### Aim
Which lines in the records contain the string "cross"? List each of them in full, word for word.

### Records shown
----
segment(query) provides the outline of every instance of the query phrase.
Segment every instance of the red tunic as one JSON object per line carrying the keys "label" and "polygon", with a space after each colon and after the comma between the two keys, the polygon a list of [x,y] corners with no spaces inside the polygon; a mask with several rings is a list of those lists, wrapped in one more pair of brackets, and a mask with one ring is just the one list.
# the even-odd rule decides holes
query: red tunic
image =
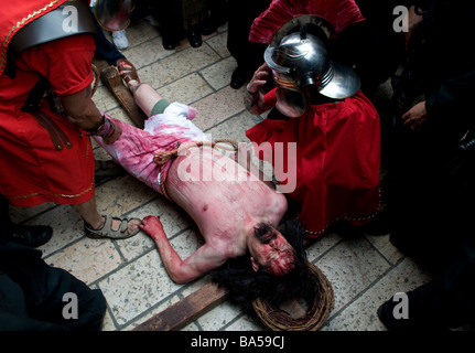
{"label": "red tunic", "polygon": [[[272,93],[266,98],[274,99]],[[363,93],[341,103],[309,105],[296,119],[266,119],[246,136],[269,142],[276,156],[268,162],[274,167],[282,159],[284,167],[295,168],[293,173],[282,168],[274,172],[279,182],[295,185],[287,196],[311,236],[322,235],[338,220],[360,224],[379,211],[379,116]],[[277,142],[284,142],[283,153]],[[296,146],[294,167],[287,142]],[[295,180],[285,183],[292,175]]]}
{"label": "red tunic", "polygon": [[40,74],[60,95],[71,95],[90,85],[94,51],[91,35],[64,38],[21,53],[15,60],[14,78],[0,76],[0,193],[10,204],[79,204],[94,195],[94,154],[85,131],[53,114],[43,103],[41,111],[73,142],[71,149],[56,150],[37,120],[20,111]]}

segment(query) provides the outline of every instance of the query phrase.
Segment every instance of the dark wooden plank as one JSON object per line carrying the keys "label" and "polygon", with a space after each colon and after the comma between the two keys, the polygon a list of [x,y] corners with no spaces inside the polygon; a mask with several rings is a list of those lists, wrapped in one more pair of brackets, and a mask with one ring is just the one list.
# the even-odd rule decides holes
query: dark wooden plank
{"label": "dark wooden plank", "polygon": [[100,72],[100,81],[109,88],[133,124],[143,129],[147,116],[136,104],[132,93],[122,83],[122,77],[120,77],[117,68],[110,66],[104,60],[94,58],[93,64]]}
{"label": "dark wooden plank", "polygon": [[[304,247],[306,248],[311,246],[314,242],[315,239],[305,238]],[[222,303],[226,299],[226,290],[218,288],[218,286],[213,282],[209,282],[141,323],[133,329],[133,331],[180,330]]]}
{"label": "dark wooden plank", "polygon": [[184,328],[203,313],[222,303],[227,291],[209,282],[162,312],[133,329],[133,331],[174,331]]}

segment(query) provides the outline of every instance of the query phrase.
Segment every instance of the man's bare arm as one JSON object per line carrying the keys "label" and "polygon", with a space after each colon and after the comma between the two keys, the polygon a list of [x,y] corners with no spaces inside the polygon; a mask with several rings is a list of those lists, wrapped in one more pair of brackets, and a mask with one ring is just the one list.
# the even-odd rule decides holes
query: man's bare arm
{"label": "man's bare arm", "polygon": [[205,244],[187,259],[182,260],[170,244],[159,217],[147,216],[139,226],[155,242],[170,278],[179,285],[190,282],[222,266],[227,258]]}

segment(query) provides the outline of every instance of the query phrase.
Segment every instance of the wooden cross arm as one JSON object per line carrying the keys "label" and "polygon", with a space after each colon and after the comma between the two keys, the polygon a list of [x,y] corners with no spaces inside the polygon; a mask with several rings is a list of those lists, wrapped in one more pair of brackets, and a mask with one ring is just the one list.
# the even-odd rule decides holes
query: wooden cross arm
{"label": "wooden cross arm", "polygon": [[133,331],[175,331],[196,320],[203,313],[222,303],[225,289],[209,282],[173,306],[159,312],[133,329]]}

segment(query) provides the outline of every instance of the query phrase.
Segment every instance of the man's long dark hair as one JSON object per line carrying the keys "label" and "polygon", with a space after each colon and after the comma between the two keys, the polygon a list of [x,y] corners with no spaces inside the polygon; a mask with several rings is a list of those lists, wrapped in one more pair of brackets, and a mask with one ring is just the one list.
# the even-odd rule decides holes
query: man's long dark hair
{"label": "man's long dark hair", "polygon": [[279,306],[293,299],[310,300],[314,295],[316,278],[310,270],[303,247],[304,229],[296,218],[284,223],[282,235],[295,250],[294,269],[285,276],[272,276],[263,269],[252,269],[249,254],[231,258],[210,272],[212,280],[228,291],[228,299],[253,314],[252,300],[262,298]]}

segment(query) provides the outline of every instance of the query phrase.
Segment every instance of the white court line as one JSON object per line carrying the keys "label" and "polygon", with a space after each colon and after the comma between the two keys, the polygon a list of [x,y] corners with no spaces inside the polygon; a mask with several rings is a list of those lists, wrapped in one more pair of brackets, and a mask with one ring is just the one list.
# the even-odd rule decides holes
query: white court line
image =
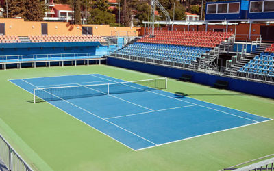
{"label": "white court line", "polygon": [[[89,75],[103,75],[99,74],[99,73],[90,74]],[[97,76],[95,76],[95,75],[93,75],[93,76],[97,77]],[[113,78],[113,79],[119,79],[119,80],[121,80],[121,79],[118,79],[118,78],[116,78],[116,77],[108,77],[108,76],[106,76],[106,75],[103,75],[103,76],[105,76],[105,77],[110,77],[110,78]],[[103,78],[102,78],[102,79],[103,79]],[[114,81],[114,82],[116,82],[116,81]],[[166,92],[166,93],[169,93],[169,94],[175,94],[174,93],[171,93],[171,92],[166,92],[166,91],[164,91],[164,90],[158,90],[162,91],[162,92]],[[161,94],[161,95],[165,96],[165,95],[164,95],[164,94]],[[174,98],[174,97],[171,97],[171,96],[167,96],[169,97],[169,98],[175,98],[175,99],[177,99],[177,100],[179,100],[179,99],[177,99],[177,98]],[[271,119],[271,118],[267,118],[267,117],[265,117],[265,116],[262,116],[253,114],[251,114],[251,113],[249,113],[249,112],[241,111],[241,110],[239,110],[239,109],[236,109],[231,108],[231,107],[226,107],[226,106],[223,106],[223,105],[220,105],[214,104],[214,103],[210,103],[210,102],[207,102],[207,101],[199,100],[199,99],[194,98],[191,98],[191,97],[186,97],[186,98],[190,98],[190,99],[193,99],[193,100],[195,100],[195,101],[199,101],[205,102],[205,103],[210,103],[210,104],[212,104],[212,105],[217,105],[217,106],[223,107],[225,107],[225,108],[227,108],[227,109],[233,109],[233,110],[236,110],[236,111],[241,111],[241,112],[242,112],[242,113],[248,114],[253,115],[253,116],[259,116],[259,117],[260,117],[260,118],[267,118],[267,119],[271,120],[273,120],[273,119]],[[180,100],[180,101],[183,101],[183,100]],[[188,103],[190,103],[190,102],[188,102]]]}
{"label": "white court line", "polygon": [[48,86],[39,86],[39,88],[47,88],[47,87],[52,87],[56,86],[66,86],[66,85],[71,85],[71,84],[78,84],[78,83],[97,83],[97,82],[108,82],[109,81],[90,81],[90,82],[82,82],[82,83],[61,83],[61,84],[54,84],[54,85],[48,85]]}
{"label": "white court line", "polygon": [[[34,85],[34,84],[32,84],[32,83],[30,83],[27,82],[27,81],[25,81],[25,80],[23,80],[23,79],[22,79],[22,81],[25,81],[25,82],[29,83],[29,85],[31,85],[31,86],[34,86],[34,87],[38,88],[36,86],[35,86],[35,85]],[[46,92],[46,91],[45,91],[45,92]],[[141,139],[142,139],[142,140],[145,140],[145,141],[147,141],[147,142],[149,142],[149,143],[151,143],[151,144],[154,144],[154,145],[157,145],[157,144],[155,144],[155,143],[154,143],[154,142],[151,142],[151,141],[149,141],[149,140],[145,139],[145,137],[141,137],[141,136],[140,136],[140,135],[137,135],[137,134],[136,134],[136,133],[132,133],[132,131],[129,131],[129,130],[127,130],[127,129],[124,129],[124,128],[123,128],[123,127],[120,127],[120,126],[119,126],[119,125],[117,125],[117,124],[114,124],[114,123],[112,123],[112,122],[110,122],[110,121],[108,121],[108,120],[105,120],[105,119],[104,119],[104,118],[101,118],[100,116],[97,116],[97,115],[96,115],[96,114],[92,114],[92,113],[91,113],[90,111],[88,111],[88,110],[86,110],[85,109],[84,109],[84,108],[82,108],[82,107],[79,107],[79,106],[77,106],[77,105],[75,105],[75,104],[73,104],[73,103],[71,103],[71,102],[69,102],[69,101],[66,101],[66,100],[64,100],[64,99],[63,99],[63,98],[60,98],[60,97],[59,97],[59,96],[55,96],[55,95],[54,95],[54,94],[51,94],[51,93],[50,93],[50,92],[47,92],[47,93],[49,93],[49,94],[51,94],[53,95],[53,96],[55,96],[55,97],[57,97],[57,98],[60,98],[60,99],[61,99],[61,100],[62,100],[62,101],[65,101],[65,102],[66,102],[66,103],[69,103],[69,104],[71,104],[71,105],[73,105],[73,106],[75,106],[75,107],[77,107],[77,108],[79,108],[79,109],[82,109],[82,110],[83,110],[83,111],[84,111],[88,113],[88,114],[91,114],[91,115],[93,115],[94,116],[95,116],[95,117],[97,117],[97,118],[99,118],[99,119],[101,119],[101,120],[104,120],[104,121],[105,121],[105,122],[108,122],[108,123],[110,123],[110,124],[113,124],[113,125],[116,126],[116,127],[118,127],[118,128],[119,128],[119,129],[123,129],[123,130],[124,130],[124,131],[127,131],[127,132],[128,132],[128,133],[131,133],[131,134],[132,134],[132,135],[135,135],[135,136],[137,136],[137,137],[140,137],[140,138],[141,138]]]}
{"label": "white court line", "polygon": [[[117,78],[116,78],[116,79],[117,79]],[[23,87],[21,87],[21,86],[16,85],[16,83],[14,83],[10,81],[10,80],[8,80],[8,81],[9,81],[10,83],[12,83],[12,84],[18,87],[18,88],[21,88],[23,89],[24,90],[25,90],[26,92],[27,92],[29,93],[29,92],[28,90],[27,90],[26,89],[23,88]],[[112,80],[110,80],[110,81],[111,81],[116,82],[116,81],[112,81]],[[161,90],[161,91],[163,91],[163,90]],[[163,91],[163,92],[165,92],[165,91]],[[30,92],[30,93],[31,93],[31,92]],[[169,93],[170,93],[170,92],[169,92]],[[32,94],[32,93],[31,93],[31,94]],[[170,97],[170,98],[173,98],[173,97]],[[190,98],[195,99],[195,98]],[[177,98],[175,98],[175,99],[177,99]],[[178,99],[178,100],[179,100],[179,99]],[[197,99],[195,99],[195,100],[197,100]],[[197,100],[197,101],[199,101],[199,100]],[[106,134],[106,133],[105,133],[101,131],[100,130],[99,130],[99,129],[96,129],[96,128],[92,127],[91,125],[90,125],[90,124],[88,124],[84,122],[84,121],[82,121],[82,120],[79,120],[79,119],[75,118],[75,116],[71,115],[70,114],[68,114],[68,112],[64,111],[63,109],[60,109],[60,108],[59,108],[59,107],[55,106],[54,105],[53,105],[53,104],[49,103],[48,101],[46,101],[46,102],[47,102],[47,103],[50,104],[51,105],[52,105],[52,106],[53,106],[53,107],[55,107],[59,109],[60,110],[62,111],[63,112],[69,115],[70,116],[71,116],[71,117],[75,118],[76,120],[80,121],[81,122],[82,122],[82,123],[86,124],[86,125],[88,126],[88,127],[90,127],[93,128],[94,129],[95,129],[95,130],[97,130],[97,131],[99,131],[99,132],[103,133],[103,135],[106,135],[107,137],[110,137],[111,139],[114,140],[114,141],[118,142],[119,142],[119,143],[123,144],[124,146],[127,146],[127,148],[130,148],[130,149],[132,149],[132,150],[134,150],[134,151],[138,151],[138,150],[145,150],[145,149],[151,148],[153,148],[153,147],[156,147],[156,146],[162,146],[162,145],[165,145],[165,144],[171,144],[171,143],[173,143],[173,142],[180,142],[180,141],[186,140],[188,140],[188,139],[192,139],[192,138],[195,138],[195,137],[200,137],[200,136],[203,136],[203,135],[210,135],[210,134],[212,134],[212,133],[218,133],[218,132],[222,132],[222,131],[228,131],[228,130],[231,130],[231,129],[238,129],[238,128],[240,128],[240,127],[247,127],[247,126],[252,125],[252,124],[256,124],[262,123],[262,122],[268,122],[268,121],[273,120],[273,119],[269,118],[269,120],[265,120],[265,121],[262,121],[262,122],[256,122],[256,123],[253,123],[253,124],[242,125],[242,126],[240,126],[240,127],[234,127],[234,128],[231,128],[231,129],[221,130],[221,131],[215,131],[215,132],[212,132],[212,133],[206,133],[206,134],[200,135],[197,135],[197,136],[195,136],[195,137],[188,137],[188,138],[185,138],[185,139],[178,140],[175,140],[175,141],[173,141],[173,142],[169,142],[164,143],[164,144],[158,144],[158,145],[155,145],[155,146],[149,146],[149,147],[147,147],[147,148],[139,148],[139,149],[138,149],[138,150],[134,150],[134,149],[133,149],[132,148],[131,148],[130,146],[128,146],[127,144],[124,144],[124,143],[123,143],[123,142],[120,142],[120,141],[116,140],[115,138],[114,138],[114,137],[110,136],[109,135],[108,135],[108,134]],[[211,104],[213,104],[213,103],[211,103]],[[219,106],[221,106],[221,105],[219,105]],[[222,107],[224,107],[224,106],[222,106]],[[231,109],[231,108],[230,108],[230,109]],[[235,110],[237,110],[237,109],[235,109]],[[240,110],[238,110],[238,111],[240,111]],[[242,112],[245,112],[245,111],[242,111]],[[247,112],[245,112],[245,113],[247,113]],[[249,113],[247,113],[247,114],[249,114]],[[252,115],[257,116],[260,116],[255,115],[255,114],[252,114]],[[260,117],[262,117],[262,116],[260,116]],[[264,117],[262,117],[262,118],[264,118]],[[266,117],[264,117],[264,118],[266,118]]]}
{"label": "white court line", "polygon": [[[92,75],[90,75],[90,76],[93,76],[93,77],[98,77],[98,78],[101,78],[100,77]],[[102,78],[102,79],[110,81],[110,79],[105,79],[105,78]],[[117,82],[117,81],[113,81]],[[144,90],[144,89],[142,89],[142,88],[139,88],[132,86],[129,86],[129,85],[125,85],[125,84],[124,84],[124,85],[127,86],[129,86],[129,87],[133,87],[133,88],[137,88],[137,89]],[[206,107],[206,106],[195,104],[195,103],[191,103],[191,102],[188,102],[188,101],[183,101],[182,99],[178,99],[178,98],[174,98],[174,97],[171,97],[171,96],[166,96],[166,95],[164,95],[164,94],[160,94],[160,93],[154,92],[152,92],[152,91],[148,91],[148,90],[144,90],[146,91],[146,92],[150,92],[150,93],[154,93],[154,94],[158,94],[158,95],[161,95],[161,96],[166,96],[166,97],[169,97],[169,98],[171,98],[176,99],[177,101],[186,102],[186,103],[190,103],[190,104],[192,104],[192,105],[197,105],[202,107],[208,108],[208,109],[212,109],[212,110],[215,110],[215,111],[220,111],[220,112],[222,112],[222,113],[224,113],[224,114],[226,114],[232,115],[232,116],[236,116],[236,117],[246,119],[246,120],[249,120],[253,121],[253,122],[258,122],[257,120],[251,120],[251,119],[249,119],[249,118],[245,118],[245,117],[242,117],[242,116],[238,116],[238,115],[234,115],[234,114],[230,114],[230,113],[228,113],[228,112],[225,112],[225,111],[223,111],[218,110],[218,109],[214,109],[214,108],[211,108],[211,107]]]}
{"label": "white court line", "polygon": [[253,124],[260,124],[260,123],[268,122],[268,121],[270,121],[270,120],[273,120],[273,119],[271,119],[271,120],[269,120],[261,121],[261,122],[256,122],[256,123],[252,123],[252,124],[245,124],[245,125],[242,125],[242,126],[239,126],[239,127],[234,127],[234,128],[229,128],[229,129],[227,129],[220,130],[220,131],[214,131],[214,132],[211,132],[211,133],[204,133],[204,134],[202,134],[202,135],[199,135],[194,136],[194,137],[186,137],[186,138],[184,138],[184,139],[181,139],[181,140],[168,142],[163,143],[163,144],[159,144],[158,145],[155,145],[155,146],[149,146],[149,147],[145,147],[145,148],[139,148],[138,150],[135,150],[135,151],[145,150],[145,149],[148,149],[148,148],[151,148],[156,147],[156,146],[162,146],[162,145],[166,145],[166,144],[169,144],[173,143],[173,142],[181,142],[181,141],[190,140],[190,139],[192,139],[192,138],[195,138],[195,137],[201,137],[201,136],[204,136],[204,135],[210,135],[210,134],[213,134],[213,133],[220,133],[220,132],[223,132],[223,131],[229,131],[229,130],[232,130],[232,129],[235,129],[242,128],[242,127],[247,127],[247,126],[250,126],[250,125],[253,125]]}
{"label": "white court line", "polygon": [[165,110],[172,110],[172,109],[180,109],[180,108],[184,108],[184,107],[192,107],[192,106],[196,106],[196,105],[176,107],[164,109],[155,110],[155,111],[145,111],[145,112],[137,113],[137,114],[129,114],[129,115],[123,115],[123,116],[110,117],[110,118],[105,118],[105,119],[114,119],[114,118],[117,118],[127,117],[127,116],[134,116],[134,115],[140,115],[140,114],[150,114],[150,113],[153,113],[153,112],[157,112],[157,111],[165,111]]}
{"label": "white court line", "polygon": [[123,101],[127,102],[127,103],[130,103],[130,104],[132,104],[132,105],[136,105],[136,106],[138,106],[138,107],[142,107],[142,108],[144,108],[144,109],[146,109],[150,110],[151,111],[154,111],[154,110],[153,110],[153,109],[149,109],[149,108],[147,108],[147,107],[145,107],[145,106],[142,106],[142,105],[138,105],[138,104],[136,104],[136,103],[132,103],[132,102],[130,102],[130,101],[128,101],[124,100],[124,99],[123,99],[123,98],[119,98],[119,97],[116,97],[116,96],[114,96],[110,95],[110,94],[106,94],[106,93],[105,93],[105,92],[103,92],[99,91],[99,90],[95,90],[95,89],[93,89],[93,88],[91,88],[86,87],[86,86],[85,86],[85,85],[81,85],[81,84],[79,84],[79,83],[77,83],[77,85],[79,85],[79,86],[84,86],[84,87],[85,87],[85,88],[88,88],[88,89],[90,89],[90,90],[95,90],[95,91],[97,91],[97,92],[101,92],[101,93],[105,94],[105,95],[108,95],[108,96],[112,96],[112,97],[116,98],[117,98],[117,99],[119,99],[119,100],[121,100],[121,101]]}
{"label": "white court line", "polygon": [[[52,78],[52,77],[59,77],[79,76],[79,75],[101,75],[101,74],[92,73],[92,74],[80,74],[80,75],[55,75],[55,76],[40,77],[29,77],[29,78],[23,78],[23,79],[22,78],[21,78],[21,79],[8,79],[8,80],[10,81],[10,80],[27,79]],[[20,88],[20,86],[19,86],[19,88]]]}
{"label": "white court line", "polygon": [[[21,87],[21,86],[18,86],[17,84],[16,84],[16,83],[14,83],[10,81],[10,80],[8,80],[8,81],[10,81],[10,82],[12,83],[12,84],[16,86],[17,87],[20,88],[22,88],[23,90],[24,90],[25,91],[27,92],[28,93],[30,93],[30,94],[33,94],[33,93],[29,92],[29,91],[27,91],[27,90],[23,88],[23,87]],[[75,117],[75,116],[71,115],[70,114],[68,114],[68,112],[66,112],[66,111],[65,111],[64,110],[62,109],[61,108],[59,108],[58,107],[57,107],[57,106],[55,106],[55,105],[53,105],[53,104],[49,103],[49,102],[47,101],[45,101],[46,103],[47,103],[48,104],[52,105],[53,107],[56,107],[57,109],[60,109],[60,111],[63,111],[64,113],[68,114],[68,116],[73,117],[73,118],[75,118],[75,119],[76,119],[76,120],[80,121],[81,122],[84,123],[84,124],[87,125],[88,127],[91,127],[91,128],[95,129],[95,130],[97,131],[98,132],[103,133],[103,134],[105,135],[105,136],[107,136],[107,137],[110,137],[110,138],[112,139],[113,140],[114,140],[114,141],[116,141],[116,142],[119,142],[119,143],[122,144],[123,145],[125,146],[126,147],[129,148],[129,149],[131,149],[131,150],[134,150],[134,151],[136,150],[133,149],[133,148],[131,148],[130,146],[127,146],[127,144],[124,144],[124,143],[123,143],[123,142],[120,142],[120,141],[116,140],[115,138],[114,138],[114,137],[110,136],[109,135],[108,135],[108,134],[106,134],[106,133],[105,133],[101,131],[100,130],[99,130],[99,129],[97,129],[93,127],[92,126],[91,126],[91,125],[90,125],[90,124],[86,123],[86,122],[84,122],[83,120],[79,120],[79,119],[78,119],[77,118],[76,118],[76,117]]]}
----
### Finished answer
Segment every instance of the wooden cross arm as one JSON object per line carrying the keys "label" and "polygon", with a space after each colon and after the comma between the two keys, the polygon a list of [x,y] corners with no spaces inside the polygon; a mask with several rings is a list of those lists, wrapped in one more pair of brackets, and a mask with one ring is just the one list.
query: wooden cross arm
{"label": "wooden cross arm", "polygon": [[133,331],[175,331],[196,320],[203,313],[222,303],[225,289],[209,282],[173,306],[159,312],[133,329]]}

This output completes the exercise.